문서 본문 —
————
System Design. Part09. 웹 크롤러 설계

Posted Aug 1, 2025

13 min read

Part09. 웹 크롤러 설계

URL Frontier 핵심 개념

URL Frontier는 단순한 FIFO 큐가 아닌 크롤링할 URL들을 저장하고 관리하는 우선순위, 예의, 신선도를 모두 고려하는 시스템이다.

1. 우선순위 관리

PageRank, 트래픽, 업데이트 빈도를 종합한 스코어링
신선도 보장: 뉴스 사이트, 소셜 미디어 우선 처리
도메인별 균형: 특정 도메인의 큐 독점 방지

2. 정중함 보장

도메인별 요청 간격 제어 (예: 70초 대기)
robots.txt 준수
동시 연결 수 제한으로 서버 부하 방지

3. 중복 방지

Bloom Filter 활용한 메모리 효율적 중복 감지
URL 정규화: 동일 콘텐츠의 다양한 URL 형태 통합
Canonical URL 처리: rel=”canonical” 태그 기반

이중 큐 아키텍처: 전면 큐 + 후면 큐

URL Frontier는 전면 큐(Front Queue)와 후면 큐(Back Queue)로 구성된 이중 구조를 가진다.

전면 큐 (Front Queue) - 우선순위 처리

순위결정장치: PageRank, 트래픽, 업데이트 빈도를 종합하여 우선순위 계산
우선순위별 큐: 계산된 우선 순위 별로 f1 ~ fn URL 분류 저장
큐 선택기: 높은 우선순위 큐에서 더 자주 선택 (f1: 40%, f2: 30%, f3: 20%, f4: 7%, f5: 3% …)

후면 큐 (Back Queue) - 예의 보장

큐 라우터: 같은 호스트의 URL을 동일한 큐로 라우팅
매핑 테이블: 호스트명과 큐 인덱스 관계 저장
호스트별 FIFO 큐: 동일 호스트 URL을 순차 처리, 요청 간 지연시간 적용
큐 선택기: 큐 순회하며 크롤링 가능한 URL 선택하여 작업 스레드에 전달

구현을 위한 메시지 큐 선택

URL Frontier 구조를 구현하기 위해서는 적절한 메시지 큐 기술을 선택해야한다.
————
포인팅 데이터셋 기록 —
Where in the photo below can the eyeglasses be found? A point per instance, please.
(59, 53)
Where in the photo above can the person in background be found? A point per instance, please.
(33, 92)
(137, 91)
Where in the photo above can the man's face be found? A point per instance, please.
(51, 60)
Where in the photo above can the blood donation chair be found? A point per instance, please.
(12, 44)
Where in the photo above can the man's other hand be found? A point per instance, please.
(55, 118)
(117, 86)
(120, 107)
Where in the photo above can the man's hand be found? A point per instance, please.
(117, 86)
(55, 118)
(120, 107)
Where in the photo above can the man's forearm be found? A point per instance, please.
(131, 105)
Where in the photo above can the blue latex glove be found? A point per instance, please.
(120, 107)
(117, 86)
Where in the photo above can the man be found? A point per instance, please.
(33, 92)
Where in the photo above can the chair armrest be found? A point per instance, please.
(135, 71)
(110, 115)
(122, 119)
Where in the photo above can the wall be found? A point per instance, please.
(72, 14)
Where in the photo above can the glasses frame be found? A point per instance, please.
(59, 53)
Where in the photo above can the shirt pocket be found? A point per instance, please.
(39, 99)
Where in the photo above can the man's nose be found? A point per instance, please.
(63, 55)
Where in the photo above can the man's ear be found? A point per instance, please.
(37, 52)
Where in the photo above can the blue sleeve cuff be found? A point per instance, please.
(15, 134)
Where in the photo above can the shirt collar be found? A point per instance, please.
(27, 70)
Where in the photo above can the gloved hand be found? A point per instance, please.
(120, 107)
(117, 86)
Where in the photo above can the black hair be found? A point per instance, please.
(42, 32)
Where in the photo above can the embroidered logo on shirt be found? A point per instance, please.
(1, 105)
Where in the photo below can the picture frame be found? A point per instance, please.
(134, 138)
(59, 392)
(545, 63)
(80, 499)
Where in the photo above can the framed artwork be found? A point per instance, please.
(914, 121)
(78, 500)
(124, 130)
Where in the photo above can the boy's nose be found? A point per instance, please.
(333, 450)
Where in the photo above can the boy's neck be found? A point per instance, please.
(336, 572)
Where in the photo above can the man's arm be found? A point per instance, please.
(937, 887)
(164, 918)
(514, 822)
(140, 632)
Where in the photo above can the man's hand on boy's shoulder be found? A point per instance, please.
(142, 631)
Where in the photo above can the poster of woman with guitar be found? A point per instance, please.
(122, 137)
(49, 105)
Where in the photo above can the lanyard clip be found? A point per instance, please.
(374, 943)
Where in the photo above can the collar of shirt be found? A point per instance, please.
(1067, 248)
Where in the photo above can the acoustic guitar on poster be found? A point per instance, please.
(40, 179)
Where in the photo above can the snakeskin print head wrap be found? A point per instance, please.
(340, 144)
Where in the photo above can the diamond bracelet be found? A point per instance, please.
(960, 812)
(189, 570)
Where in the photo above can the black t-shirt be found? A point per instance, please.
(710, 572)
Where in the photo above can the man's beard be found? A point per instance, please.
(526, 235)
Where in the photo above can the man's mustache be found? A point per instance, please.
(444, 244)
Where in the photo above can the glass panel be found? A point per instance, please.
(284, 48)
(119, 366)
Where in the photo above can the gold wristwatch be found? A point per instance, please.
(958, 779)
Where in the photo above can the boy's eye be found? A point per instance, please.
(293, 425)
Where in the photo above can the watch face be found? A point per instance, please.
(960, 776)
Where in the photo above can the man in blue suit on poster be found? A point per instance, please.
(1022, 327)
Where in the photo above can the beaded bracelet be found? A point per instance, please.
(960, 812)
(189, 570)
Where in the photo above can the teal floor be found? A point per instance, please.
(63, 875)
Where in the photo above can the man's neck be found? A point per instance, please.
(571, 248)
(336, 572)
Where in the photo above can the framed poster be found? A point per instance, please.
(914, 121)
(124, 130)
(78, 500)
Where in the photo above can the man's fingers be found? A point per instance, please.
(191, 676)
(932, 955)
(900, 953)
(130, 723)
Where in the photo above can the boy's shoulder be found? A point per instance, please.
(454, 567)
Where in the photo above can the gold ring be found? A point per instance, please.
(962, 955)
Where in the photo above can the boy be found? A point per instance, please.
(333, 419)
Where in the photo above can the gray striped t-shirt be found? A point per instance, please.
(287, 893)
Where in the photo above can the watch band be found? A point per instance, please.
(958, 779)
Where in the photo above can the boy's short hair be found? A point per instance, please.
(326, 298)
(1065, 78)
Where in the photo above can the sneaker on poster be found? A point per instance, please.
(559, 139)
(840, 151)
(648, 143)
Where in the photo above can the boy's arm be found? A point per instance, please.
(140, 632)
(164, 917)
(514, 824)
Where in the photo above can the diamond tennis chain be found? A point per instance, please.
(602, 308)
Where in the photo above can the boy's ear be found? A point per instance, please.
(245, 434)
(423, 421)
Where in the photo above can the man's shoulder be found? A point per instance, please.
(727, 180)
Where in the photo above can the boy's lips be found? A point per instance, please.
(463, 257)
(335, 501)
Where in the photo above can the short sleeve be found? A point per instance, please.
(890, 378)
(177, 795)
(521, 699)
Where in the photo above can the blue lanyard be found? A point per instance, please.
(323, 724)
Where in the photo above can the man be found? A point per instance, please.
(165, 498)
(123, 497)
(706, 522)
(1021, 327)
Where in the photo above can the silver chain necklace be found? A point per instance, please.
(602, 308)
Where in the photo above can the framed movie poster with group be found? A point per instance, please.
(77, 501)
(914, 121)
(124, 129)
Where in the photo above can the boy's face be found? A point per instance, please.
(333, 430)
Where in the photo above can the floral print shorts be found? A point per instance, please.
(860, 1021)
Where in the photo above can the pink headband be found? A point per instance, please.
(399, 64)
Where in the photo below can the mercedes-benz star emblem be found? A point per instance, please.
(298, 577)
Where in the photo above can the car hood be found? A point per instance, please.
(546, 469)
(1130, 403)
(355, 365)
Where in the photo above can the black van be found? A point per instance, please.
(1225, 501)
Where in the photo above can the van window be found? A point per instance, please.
————
지시 사항 —
1. 웹 크롤러 설계 글을 읽고 다음 질문에 답하세요.
(a) 도메인별 요청 간격 제어의 예로 제시된 대기 시간은 얼마입니까?
(b) 전면 큐의 큐 선택기에서 f1이 선택되는 비율은 얼마입니까?
(c) 후면 큐에서 호스트명과 큐 인덱스의 관계를 저장하는 것은 무엇입니까?
2. 웹 크롤러 설계 글에서 "Bloom Filter 활용한"부터 "이중 구조를 가진다."까지 전부 다시 쓰되, "Bloom Filter"를 "블룸 필터"로 바꾸어 쓰세요.

순서별 해답 —
1.
(a) 70초
(b) 40%
(c) 매핑 테이블

2.
블룸 필터 활용한 메모리 효율적 중복 감지
URL 정규화: 동일 콘텐츠의 다양한 URL 형태 통합
Canonical URL 처리: rel=”canonical” 태그 기반

이중 큐 아키텍처: 전면 큐 + 후면 큐

URL Frontier는 전면 큐(Front Queue)와 후면 큐(Back Queue)로 구성된 이중 구조를 가진다.